■ **Trecho fornecido**:
------

O segundo parágrafo traz em si a expressão “regras tácitas”, que significa:
Marginalzinho: a socialização de uma elite vazia e covarde
Parada em um sinal de trânsito, uma cena capturou minha atenção
e me fez pensar como, ao longo da vida,
a segregação da sociedade brasileira nos bestializa.
por Rosana Pinheiro-Machado — publicado 27/01/2015 15:08,
última modificação 27/01/2015 15:44
Era a largada de duas escolas que estavam situadas uma do lado da
outra, separadas por um muro altíssimo de uma delas. Da escola pública
saíam crianças correndo, brincando e falando alto. A maioria estava desacompanhada e dirigia-se ao ponto de ônibus da grande avenida, que terminaria nas periferias. Era uma massa escura, especialmente quando contrastada com a massa mais clara que saía da escola particular do lado: crianças
brancas, de mãos dadas com os pais, babás ou seguranças, caminhando duramente em direção à fila de caminhonetes. Lado a lado, os dois grupos não
se misturavam. Cada um sabia exatamente seu lugar. Desde muito pequenas, aquelas crianças tinham literalmente incorporado a segregação à brasileira, que se caracteriza pela mistura única entre o sistema de apartheid racial e o de castas de classes. Os corpos domesticados revelavam o triste processo de socialização ao desprezo, que tende a só piorar na vida adulta.

------

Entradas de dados
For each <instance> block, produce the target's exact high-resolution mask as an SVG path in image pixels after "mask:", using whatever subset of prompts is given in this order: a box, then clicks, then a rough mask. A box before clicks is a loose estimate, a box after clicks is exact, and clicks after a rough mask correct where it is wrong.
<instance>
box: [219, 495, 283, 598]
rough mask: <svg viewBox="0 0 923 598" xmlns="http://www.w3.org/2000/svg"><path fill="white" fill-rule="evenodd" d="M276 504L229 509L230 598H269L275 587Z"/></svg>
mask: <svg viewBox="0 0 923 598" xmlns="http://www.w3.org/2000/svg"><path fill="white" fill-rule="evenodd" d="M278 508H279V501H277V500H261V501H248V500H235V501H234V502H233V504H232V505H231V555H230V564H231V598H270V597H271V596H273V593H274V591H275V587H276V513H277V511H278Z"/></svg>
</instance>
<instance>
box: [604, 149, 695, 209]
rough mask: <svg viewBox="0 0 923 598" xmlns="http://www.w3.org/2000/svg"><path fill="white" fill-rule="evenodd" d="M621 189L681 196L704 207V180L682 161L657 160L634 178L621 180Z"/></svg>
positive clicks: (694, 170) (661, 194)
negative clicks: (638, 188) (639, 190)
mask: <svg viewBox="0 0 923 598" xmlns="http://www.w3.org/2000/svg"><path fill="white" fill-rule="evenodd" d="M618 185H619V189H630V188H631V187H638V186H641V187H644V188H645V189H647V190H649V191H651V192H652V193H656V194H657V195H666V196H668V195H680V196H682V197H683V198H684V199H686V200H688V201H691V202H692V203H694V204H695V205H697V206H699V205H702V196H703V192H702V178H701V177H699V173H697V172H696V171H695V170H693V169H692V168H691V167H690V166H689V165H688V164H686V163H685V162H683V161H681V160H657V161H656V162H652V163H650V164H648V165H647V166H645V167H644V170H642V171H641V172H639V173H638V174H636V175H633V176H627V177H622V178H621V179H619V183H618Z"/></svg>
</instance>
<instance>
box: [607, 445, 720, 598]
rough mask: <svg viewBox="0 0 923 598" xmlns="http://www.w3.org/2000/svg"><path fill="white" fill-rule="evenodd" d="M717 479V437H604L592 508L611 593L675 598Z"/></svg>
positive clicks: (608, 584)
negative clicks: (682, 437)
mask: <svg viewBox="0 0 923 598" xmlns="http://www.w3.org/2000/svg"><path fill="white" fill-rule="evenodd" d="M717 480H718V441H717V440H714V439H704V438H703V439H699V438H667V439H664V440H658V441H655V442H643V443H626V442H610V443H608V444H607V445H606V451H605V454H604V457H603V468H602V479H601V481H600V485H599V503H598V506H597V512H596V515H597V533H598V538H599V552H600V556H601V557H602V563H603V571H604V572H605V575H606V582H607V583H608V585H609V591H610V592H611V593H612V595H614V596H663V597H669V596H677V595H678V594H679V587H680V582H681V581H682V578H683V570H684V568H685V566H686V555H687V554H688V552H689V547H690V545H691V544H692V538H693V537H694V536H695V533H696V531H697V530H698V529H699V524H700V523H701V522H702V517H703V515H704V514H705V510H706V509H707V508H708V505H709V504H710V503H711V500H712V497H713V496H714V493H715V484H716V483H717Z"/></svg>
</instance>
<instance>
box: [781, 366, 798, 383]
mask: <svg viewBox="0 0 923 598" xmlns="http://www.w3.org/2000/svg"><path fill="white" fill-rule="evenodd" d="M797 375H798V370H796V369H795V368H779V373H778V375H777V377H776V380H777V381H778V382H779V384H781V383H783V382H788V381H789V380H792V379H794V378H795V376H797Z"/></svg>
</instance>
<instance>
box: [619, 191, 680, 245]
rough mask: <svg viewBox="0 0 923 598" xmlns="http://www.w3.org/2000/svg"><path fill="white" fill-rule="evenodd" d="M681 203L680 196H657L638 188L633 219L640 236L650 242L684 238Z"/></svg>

------

■ **O que fazer**:
1. Liste as pessoas que, segundo o texto sobre a segregação, davam as mãos às crianças que saíam da escola particular.
2. Prossiga com o texto sobre a segregação a partir da última frase apresentada.

■ **Respostas das tarefas**:
1. Pais, babás e seguranças.

2.
Mas eis que, de repente, um menino negro, magro e sorridente, ousou
subverter as regras tácitas. Brincando de correr em ziguezague, ele “invadiu”
a área branca e se esbarrou num menino que, imediatamente, se agarrou
desesperadamente no braço da mulher que lhe buscara. Foi um reflexo automático do medo. O menino “invasor” fez um gesto de desculpas – algo como “foi mal” -, e voltou a correr entre os seus, enquanto que a outra criança
seguia petrificada.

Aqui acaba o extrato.